*** Opening of SELECTED TEXT ***

Now that Casey is in fourth grade, she is using Saxon 5/4. What a blessing! A year ago, thinking of what this year would be like with 3 kids doing different levels of math, I was struggling with the idea that school was going to take us 9 hours a day simply because of all the time spent on various maths. However, I bought the Saxon Dive CD and Casey has a more self-guided approach to math this year. Of course, I check over her work and pop over to make sure she's understanding the concepts taught.
Will's favorite subject is math, but he's not thrilled with Language Arts. I had used Rod & Staff materials for Grammar, Phonics, Spelling, and Writing with Casey, but I'm changing things up a bit for both Will and Casey. Spelling and Phonics is still courtesy of R&S, however, I'm test driving Writing with Ease and First Language Lessons. So far, I like both, but I'm concerned that FLL isn't as "hard core" as Rod & Staff for Grammar. Surprisingly enough, Casey said that she misses the work she did in the R&S Grammar books. ("WHAT?!?")
Tricky is learning how to read. I used "Teaching Your Child to Read in 100 Easy Lessons" with her older siblings, but I'm using "The Ordinary Parent's Guide to Teaching Reading" with the Trick. She needs some additional attention to the sounds letters make and the first 26+ lessons of OPGTR do a wonderful job of it.

*** Close of SELECTED TEXT ***

# [LIST OF TASKS]
1. Transcribe the homeschooling post between "Now that Casey" and "the concepts taught.", inclusive.
2. According to the homeschooling post, what math program is Casey using now that she is in fourth grade?
The lines after this point come from a different source than the homeschooling post.

*** Opening of PROVIDED MATERIAL ***

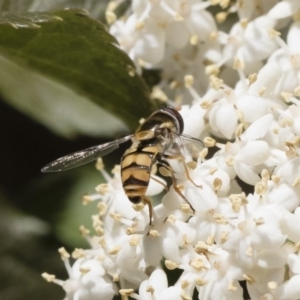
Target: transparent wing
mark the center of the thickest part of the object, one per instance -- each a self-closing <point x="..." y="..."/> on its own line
<point x="184" y="145"/>
<point x="84" y="156"/>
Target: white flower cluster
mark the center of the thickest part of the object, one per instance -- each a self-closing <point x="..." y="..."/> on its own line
<point x="245" y="90"/>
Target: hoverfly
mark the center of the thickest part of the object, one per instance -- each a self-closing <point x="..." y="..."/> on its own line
<point x="159" y="138"/>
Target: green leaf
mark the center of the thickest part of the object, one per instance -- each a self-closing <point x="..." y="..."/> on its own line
<point x="68" y="55"/>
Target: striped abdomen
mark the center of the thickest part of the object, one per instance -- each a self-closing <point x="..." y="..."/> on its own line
<point x="136" y="167"/>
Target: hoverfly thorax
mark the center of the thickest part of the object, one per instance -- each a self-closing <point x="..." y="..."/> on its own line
<point x="159" y="138"/>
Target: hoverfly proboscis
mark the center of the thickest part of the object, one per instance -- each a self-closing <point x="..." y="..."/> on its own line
<point x="156" y="140"/>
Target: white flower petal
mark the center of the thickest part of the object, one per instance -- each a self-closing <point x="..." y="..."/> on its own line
<point x="290" y="289"/>
<point x="258" y="129"/>
<point x="293" y="261"/>
<point x="284" y="9"/>
<point x="271" y="259"/>
<point x="170" y="250"/>
<point x="245" y="173"/>
<point x="291" y="227"/>
<point x="253" y="107"/>
<point x="177" y="34"/>
<point x="254" y="153"/>
<point x="224" y="119"/>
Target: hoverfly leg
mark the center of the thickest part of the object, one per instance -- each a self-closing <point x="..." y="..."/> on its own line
<point x="148" y="202"/>
<point x="166" y="170"/>
<point x="186" y="170"/>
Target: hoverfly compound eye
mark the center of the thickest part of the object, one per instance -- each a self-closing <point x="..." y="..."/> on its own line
<point x="172" y="112"/>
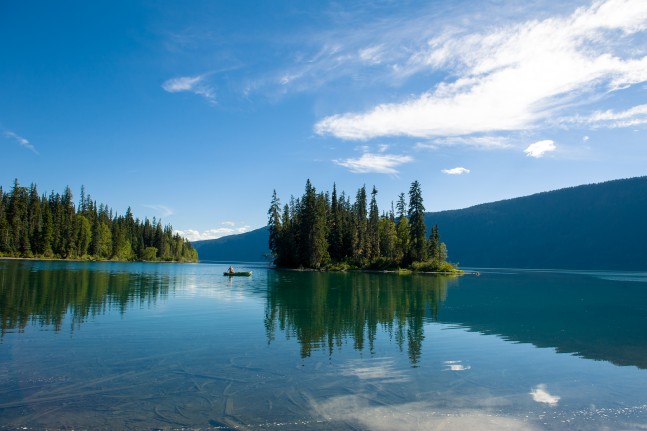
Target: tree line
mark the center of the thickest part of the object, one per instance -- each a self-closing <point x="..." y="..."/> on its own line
<point x="323" y="230"/>
<point x="34" y="225"/>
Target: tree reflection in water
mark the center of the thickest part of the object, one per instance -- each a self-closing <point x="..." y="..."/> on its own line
<point x="324" y="310"/>
<point x="46" y="296"/>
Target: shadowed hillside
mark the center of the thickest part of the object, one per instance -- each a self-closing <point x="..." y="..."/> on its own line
<point x="596" y="226"/>
<point x="247" y="247"/>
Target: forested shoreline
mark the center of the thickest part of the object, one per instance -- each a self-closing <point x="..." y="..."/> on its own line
<point x="320" y="230"/>
<point x="52" y="226"/>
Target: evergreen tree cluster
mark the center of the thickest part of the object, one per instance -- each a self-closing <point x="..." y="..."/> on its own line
<point x="322" y="230"/>
<point x="33" y="225"/>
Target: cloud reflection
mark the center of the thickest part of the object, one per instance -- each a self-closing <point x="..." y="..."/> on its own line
<point x="378" y="369"/>
<point x="415" y="416"/>
<point x="541" y="395"/>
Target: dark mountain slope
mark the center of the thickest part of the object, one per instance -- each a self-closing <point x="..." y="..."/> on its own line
<point x="247" y="247"/>
<point x="596" y="226"/>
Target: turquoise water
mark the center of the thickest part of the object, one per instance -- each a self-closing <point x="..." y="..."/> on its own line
<point x="175" y="346"/>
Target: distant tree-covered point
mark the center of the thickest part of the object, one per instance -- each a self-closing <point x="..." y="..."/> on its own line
<point x="327" y="231"/>
<point x="40" y="226"/>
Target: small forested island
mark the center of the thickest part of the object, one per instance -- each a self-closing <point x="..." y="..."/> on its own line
<point x="35" y="226"/>
<point x="324" y="231"/>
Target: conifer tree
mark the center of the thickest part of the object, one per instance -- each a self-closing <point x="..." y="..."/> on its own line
<point x="373" y="228"/>
<point x="274" y="224"/>
<point x="418" y="248"/>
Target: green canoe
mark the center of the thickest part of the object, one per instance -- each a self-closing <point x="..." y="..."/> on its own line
<point x="238" y="274"/>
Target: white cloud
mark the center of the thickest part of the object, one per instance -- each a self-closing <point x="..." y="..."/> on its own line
<point x="376" y="163"/>
<point x="482" y="142"/>
<point x="511" y="78"/>
<point x="631" y="117"/>
<point x="192" y="84"/>
<point x="456" y="171"/>
<point x="539" y="148"/>
<point x="229" y="229"/>
<point x="540" y="394"/>
<point x="22" y="141"/>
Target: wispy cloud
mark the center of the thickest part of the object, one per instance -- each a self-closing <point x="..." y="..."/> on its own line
<point x="456" y="171"/>
<point x="631" y="117"/>
<point x="511" y="78"/>
<point x="229" y="228"/>
<point x="375" y="163"/>
<point x="193" y="84"/>
<point x="540" y="148"/>
<point x="482" y="142"/>
<point x="22" y="141"/>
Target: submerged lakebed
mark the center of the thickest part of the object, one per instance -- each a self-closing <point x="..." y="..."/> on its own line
<point x="179" y="346"/>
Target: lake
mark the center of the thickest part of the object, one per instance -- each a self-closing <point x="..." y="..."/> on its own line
<point x="179" y="346"/>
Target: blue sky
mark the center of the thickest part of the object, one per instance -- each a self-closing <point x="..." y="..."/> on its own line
<point x="193" y="112"/>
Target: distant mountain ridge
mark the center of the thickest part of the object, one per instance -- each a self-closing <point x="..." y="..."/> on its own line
<point x="595" y="226"/>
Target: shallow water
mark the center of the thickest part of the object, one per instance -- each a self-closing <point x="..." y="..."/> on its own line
<point x="174" y="346"/>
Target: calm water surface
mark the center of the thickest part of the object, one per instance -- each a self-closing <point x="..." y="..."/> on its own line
<point x="172" y="346"/>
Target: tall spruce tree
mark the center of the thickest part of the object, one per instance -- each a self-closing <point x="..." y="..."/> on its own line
<point x="418" y="248"/>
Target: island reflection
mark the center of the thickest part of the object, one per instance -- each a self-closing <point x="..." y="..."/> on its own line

*** Close of PROVIDED MATERIAL ***

# [SOLUTIONS TO THE EXERCISE]
1.
Now that Casey is in fourth grade, she is using Saxon 5/4. What a blessing! A year ago, thinking of what this year would be like with 3 kids doing different levels of math, I was struggling with the idea that school was going to take us 9 hours a day simply because of all the time spent on various maths. However, I bought the Saxon Dive CD and Casey has a more self-guided approach to math this year. Of course, I check over her work and pop over to make sure she's understanding the concepts taught.

2. Saxon 5/4